* Directions: Change every "box" in the items below to "mark", leaving all other wording as it stands.

[Excerpts of bounding box data]
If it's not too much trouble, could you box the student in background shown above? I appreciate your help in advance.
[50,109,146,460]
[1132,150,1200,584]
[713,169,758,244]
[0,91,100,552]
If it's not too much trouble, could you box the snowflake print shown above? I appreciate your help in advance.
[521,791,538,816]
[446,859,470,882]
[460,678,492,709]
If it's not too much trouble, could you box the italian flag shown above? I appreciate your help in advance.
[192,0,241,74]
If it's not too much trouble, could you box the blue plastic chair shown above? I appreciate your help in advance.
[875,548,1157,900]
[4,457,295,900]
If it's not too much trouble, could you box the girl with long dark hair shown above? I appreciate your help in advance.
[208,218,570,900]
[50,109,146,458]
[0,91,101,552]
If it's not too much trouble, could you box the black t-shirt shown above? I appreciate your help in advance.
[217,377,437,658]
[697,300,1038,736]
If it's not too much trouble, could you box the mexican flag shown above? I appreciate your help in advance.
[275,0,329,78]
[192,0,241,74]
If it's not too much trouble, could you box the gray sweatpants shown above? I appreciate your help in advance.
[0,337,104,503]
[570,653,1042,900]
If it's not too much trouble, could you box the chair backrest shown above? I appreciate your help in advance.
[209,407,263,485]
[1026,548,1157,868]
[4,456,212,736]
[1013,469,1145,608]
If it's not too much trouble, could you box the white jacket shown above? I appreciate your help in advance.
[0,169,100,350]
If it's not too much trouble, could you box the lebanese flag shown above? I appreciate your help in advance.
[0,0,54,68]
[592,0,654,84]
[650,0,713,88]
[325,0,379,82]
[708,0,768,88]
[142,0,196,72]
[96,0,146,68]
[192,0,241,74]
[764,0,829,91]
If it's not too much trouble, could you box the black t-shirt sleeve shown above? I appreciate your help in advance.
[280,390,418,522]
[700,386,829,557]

* Exercise output:
If it's not too much trouble, could you mark the student in background shown above? I appreciate your help in advance.
[50,109,146,460]
[1132,150,1200,584]
[713,169,758,244]
[0,91,100,552]
If it's not too much trouble, could you mark the snowflake print shown above? I appreciate your help in advance.
[521,791,538,816]
[446,859,470,882]
[460,678,492,709]
If it's not too much trouble, could you mark the italian flag shown above? I appreciate your help in advance.
[192,0,241,74]
If it's not too much trouble, could you mark the blue plastic chair shown above? I appreciate your help in advance.
[875,548,1157,900]
[4,457,295,900]
If it's not too much trouble, could you mark the girl with long dark hair shown above? I appreciate your help in advance.
[208,218,570,900]
[50,109,146,458]
[0,91,101,552]
If it's not too much trouble, could you mark the black t-shirt shown above? I appreciate your help in advance.
[217,377,437,658]
[697,300,1038,736]
If it's not too much trouble, could you mark the mexican flag shown above? I appreciate your help in advance.
[275,0,329,78]
[192,0,241,74]
If it's not too much trouble, could you mark the gray sweatpants shown above? I appreciate your help in advance.
[0,337,104,503]
[570,653,1042,900]
If it's not too much trouble, could you mark the chair backrest shown above? I appreciate your help in advance.
[209,407,263,485]
[1026,548,1157,868]
[4,456,212,736]
[1013,469,1145,608]
If it's not too much trouble, could you mark the white jacket shown above? I appreciate your help in advance.
[0,169,100,350]
If it's not too much trouble, could you mark the lebanese flag shown above? I appreciate your help in advance.
[0,0,54,68]
[592,0,654,84]
[650,0,713,88]
[325,0,379,82]
[708,0,768,88]
[142,0,196,72]
[96,0,146,68]
[192,0,241,74]
[764,0,829,91]
If it's not too much trouble, could you mark the black t-shirt sleeve shown above? I appreciate your help in advance.
[280,390,418,522]
[700,386,829,557]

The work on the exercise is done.